#### Information given ####
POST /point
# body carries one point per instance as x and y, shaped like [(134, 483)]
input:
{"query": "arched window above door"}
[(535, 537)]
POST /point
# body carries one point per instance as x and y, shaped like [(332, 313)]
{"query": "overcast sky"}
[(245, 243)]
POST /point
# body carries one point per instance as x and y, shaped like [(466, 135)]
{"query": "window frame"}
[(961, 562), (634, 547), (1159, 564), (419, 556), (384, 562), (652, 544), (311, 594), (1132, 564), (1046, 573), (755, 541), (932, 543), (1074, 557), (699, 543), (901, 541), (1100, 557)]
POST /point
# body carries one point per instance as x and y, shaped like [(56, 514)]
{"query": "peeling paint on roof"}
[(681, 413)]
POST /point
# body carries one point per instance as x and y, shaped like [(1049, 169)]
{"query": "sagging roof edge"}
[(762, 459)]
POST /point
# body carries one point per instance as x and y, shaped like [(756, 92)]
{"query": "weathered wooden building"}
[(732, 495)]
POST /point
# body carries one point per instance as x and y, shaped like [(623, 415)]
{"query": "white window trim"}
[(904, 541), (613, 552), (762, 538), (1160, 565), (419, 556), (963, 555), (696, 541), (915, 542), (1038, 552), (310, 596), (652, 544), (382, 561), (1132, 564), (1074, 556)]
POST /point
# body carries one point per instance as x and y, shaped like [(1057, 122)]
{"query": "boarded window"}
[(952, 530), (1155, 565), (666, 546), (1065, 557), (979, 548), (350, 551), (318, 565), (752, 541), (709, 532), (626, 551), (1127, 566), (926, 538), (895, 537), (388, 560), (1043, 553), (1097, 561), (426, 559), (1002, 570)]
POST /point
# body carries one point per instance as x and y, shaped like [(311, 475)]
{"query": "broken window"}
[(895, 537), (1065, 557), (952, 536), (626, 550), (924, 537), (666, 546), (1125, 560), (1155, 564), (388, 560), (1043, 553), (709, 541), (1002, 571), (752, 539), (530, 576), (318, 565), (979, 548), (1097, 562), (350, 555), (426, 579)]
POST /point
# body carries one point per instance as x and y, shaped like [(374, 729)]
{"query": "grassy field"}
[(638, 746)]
####
What the answer should hold is an exact copy of each line from the one containing "like [(311, 475)]" to the final line of the listing above.

# body carries one point per instance as x and y, shaped like [(311, 475)]
{"query": "broken window"}
[(895, 537), (1065, 557), (952, 536), (626, 550), (924, 537), (666, 546), (1125, 560), (1155, 564), (388, 560), (1043, 553), (709, 541), (1002, 571), (752, 539), (530, 576), (318, 565), (979, 548), (1097, 562), (350, 555), (426, 579)]
POST /point
# body carries one point per instance as x and y, shaped like [(374, 729)]
{"query": "grassy field"}
[(638, 746)]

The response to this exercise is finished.